++++ EXTRACT TO READ

In a unanimous decision, the Justices found that the Department of Health and Human Services (HHS) exceeded its legal authority when it cut Medicare reimbursement rates for outpatient drugs by 28.5 percent at 340B-eligible hospitals in 2018. The justices wrote that the Centers for Medicare and Medicaid Services (CMS) shouldn’t have cut payments to these hospitals without first surveying their average drug acquisition costs, as required by statute.
CMS must now figure out how to repay 340B hospitals the difference in reimbursement for 2018 and 2019, the two years the unlawful cuts were in effect, during which time it redistributed those savings to all hospitals in the form of higher reimbursement for outpatient services. (For an explainer on the mechanics of the 340B program, see our overview here, and for more details on this Supreme Court case, see our summary here.)
The Gist: This decision was a narrow ruling on administrative grounds, and did not touch on the larger policy debates concerning the 340B program. While 340B-eligible health systems can breathe a momentary sigh of relief, they are still facing significant, ongoing revenue disruptions as at least 17 pharmaceutical manufacturers are restricting discounted drug sales to contract pharmacies.
Scrutiny of the 340B program, which has grown to include over 40 percent of US hospitals, will continue to raise questions about whether there are better ways to subsidize the operations of hospitals serving low-income patients, and to ensure that underserved patients have access to lifesaving treatments.

++++++++
++++ EXCERPTED DATA

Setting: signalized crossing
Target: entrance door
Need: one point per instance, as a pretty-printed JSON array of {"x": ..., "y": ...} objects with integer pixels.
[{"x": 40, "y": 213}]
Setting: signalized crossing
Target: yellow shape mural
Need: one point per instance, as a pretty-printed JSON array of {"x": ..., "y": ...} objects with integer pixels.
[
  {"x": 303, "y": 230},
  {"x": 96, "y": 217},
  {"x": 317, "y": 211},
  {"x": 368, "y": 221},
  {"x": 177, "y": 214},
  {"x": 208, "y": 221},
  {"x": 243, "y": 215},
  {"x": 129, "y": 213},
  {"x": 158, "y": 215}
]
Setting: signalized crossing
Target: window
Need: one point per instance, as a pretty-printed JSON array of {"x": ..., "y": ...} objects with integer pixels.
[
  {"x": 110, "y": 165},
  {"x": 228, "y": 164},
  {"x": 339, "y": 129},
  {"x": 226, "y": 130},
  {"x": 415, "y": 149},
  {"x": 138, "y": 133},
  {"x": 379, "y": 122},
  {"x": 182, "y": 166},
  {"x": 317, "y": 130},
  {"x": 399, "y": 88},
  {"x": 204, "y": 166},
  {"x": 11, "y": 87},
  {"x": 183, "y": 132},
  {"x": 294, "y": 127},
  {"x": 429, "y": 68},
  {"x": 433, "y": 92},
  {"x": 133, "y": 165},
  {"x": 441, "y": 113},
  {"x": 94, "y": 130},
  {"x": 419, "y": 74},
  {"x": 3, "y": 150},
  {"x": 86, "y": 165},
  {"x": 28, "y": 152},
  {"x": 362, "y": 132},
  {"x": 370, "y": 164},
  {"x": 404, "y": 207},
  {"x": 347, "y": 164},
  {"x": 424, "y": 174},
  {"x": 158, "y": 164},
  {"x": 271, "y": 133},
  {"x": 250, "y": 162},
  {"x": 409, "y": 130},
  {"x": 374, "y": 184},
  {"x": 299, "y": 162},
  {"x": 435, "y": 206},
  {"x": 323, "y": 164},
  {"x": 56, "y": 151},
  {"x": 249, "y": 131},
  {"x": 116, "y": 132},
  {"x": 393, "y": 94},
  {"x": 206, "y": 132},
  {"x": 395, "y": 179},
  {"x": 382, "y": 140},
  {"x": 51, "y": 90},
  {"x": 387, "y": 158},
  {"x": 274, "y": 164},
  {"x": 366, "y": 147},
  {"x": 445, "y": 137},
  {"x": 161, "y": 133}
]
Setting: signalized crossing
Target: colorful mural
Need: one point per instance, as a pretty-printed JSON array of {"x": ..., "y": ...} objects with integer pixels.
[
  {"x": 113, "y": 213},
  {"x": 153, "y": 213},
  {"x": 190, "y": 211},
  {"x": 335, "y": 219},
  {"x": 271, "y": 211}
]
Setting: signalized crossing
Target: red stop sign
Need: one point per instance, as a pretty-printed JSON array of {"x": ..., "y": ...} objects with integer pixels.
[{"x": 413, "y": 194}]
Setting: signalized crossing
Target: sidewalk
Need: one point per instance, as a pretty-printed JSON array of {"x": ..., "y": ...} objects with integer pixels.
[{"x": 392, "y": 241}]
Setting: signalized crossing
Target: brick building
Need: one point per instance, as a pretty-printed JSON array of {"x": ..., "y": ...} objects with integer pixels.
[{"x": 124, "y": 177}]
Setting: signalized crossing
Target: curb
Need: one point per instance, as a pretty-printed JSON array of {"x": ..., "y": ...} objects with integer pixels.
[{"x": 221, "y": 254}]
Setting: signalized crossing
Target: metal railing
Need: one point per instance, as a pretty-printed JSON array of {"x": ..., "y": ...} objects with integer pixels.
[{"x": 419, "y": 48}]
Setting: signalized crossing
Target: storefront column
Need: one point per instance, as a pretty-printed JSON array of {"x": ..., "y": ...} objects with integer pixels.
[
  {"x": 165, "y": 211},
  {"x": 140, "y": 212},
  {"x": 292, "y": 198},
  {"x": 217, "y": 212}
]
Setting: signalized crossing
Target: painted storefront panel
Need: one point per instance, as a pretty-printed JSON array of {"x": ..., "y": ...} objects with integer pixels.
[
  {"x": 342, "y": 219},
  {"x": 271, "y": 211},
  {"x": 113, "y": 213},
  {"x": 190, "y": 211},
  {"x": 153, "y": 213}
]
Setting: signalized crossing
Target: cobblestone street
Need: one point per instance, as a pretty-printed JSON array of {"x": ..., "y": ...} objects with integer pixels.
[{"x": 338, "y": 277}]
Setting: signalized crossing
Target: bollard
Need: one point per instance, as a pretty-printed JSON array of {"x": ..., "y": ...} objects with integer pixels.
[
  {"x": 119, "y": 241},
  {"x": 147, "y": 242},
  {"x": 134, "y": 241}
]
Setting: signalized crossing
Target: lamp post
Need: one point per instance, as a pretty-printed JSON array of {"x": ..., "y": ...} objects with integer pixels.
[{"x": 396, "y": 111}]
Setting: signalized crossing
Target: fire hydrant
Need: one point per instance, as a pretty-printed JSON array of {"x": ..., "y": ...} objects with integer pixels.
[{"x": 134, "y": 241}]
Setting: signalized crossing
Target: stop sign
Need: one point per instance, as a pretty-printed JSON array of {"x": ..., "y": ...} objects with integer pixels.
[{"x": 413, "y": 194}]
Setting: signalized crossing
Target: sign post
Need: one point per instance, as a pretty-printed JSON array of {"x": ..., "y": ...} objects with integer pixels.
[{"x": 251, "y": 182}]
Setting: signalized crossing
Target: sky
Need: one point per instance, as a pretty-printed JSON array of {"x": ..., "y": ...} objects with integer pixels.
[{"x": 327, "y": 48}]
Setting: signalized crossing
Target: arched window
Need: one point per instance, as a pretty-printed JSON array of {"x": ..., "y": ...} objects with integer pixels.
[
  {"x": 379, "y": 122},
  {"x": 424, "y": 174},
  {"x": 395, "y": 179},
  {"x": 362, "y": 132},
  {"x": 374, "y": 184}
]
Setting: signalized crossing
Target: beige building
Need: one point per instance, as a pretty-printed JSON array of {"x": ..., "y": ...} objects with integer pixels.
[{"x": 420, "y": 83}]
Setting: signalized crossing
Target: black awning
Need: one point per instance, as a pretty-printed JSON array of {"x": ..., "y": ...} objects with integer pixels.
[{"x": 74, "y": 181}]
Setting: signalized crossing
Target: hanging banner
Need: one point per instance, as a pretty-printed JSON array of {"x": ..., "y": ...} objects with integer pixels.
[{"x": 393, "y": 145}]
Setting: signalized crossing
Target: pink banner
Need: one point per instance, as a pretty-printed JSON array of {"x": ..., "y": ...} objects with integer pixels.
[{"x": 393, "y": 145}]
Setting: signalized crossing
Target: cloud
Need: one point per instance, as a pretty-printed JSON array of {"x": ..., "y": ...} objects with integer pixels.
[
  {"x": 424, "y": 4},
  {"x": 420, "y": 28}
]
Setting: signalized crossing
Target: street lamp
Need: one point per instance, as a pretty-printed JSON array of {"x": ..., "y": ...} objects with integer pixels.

++++++++

> **REQUIREMENT 1**
In the 340B ruling summary, by what percentage did HHS cut Medicare reimbursement rates for outpatient drugs at 340B-eligible hospitals in 2018?
> **REQUIREMENT 2**
Repeat the passage of the 340B ruling summary from "CMS must now" up to and including "our summary here.)".

> **WRITTEN REPLY 1**
28.5 percent

> **WRITTEN REPLY 2**
CMS must now figure out how to repay 340B hospitals the difference in reimbursement for 2018 and 2019, the two years the unlawful cuts were in effect, during which time it redistributed those savings to all hospitals in the form of higher reimbursement for outpatient services. (For an explainer on the mechanics of the 340B program, see our overview here, and for more details on this Supreme Court case, see our summary here.)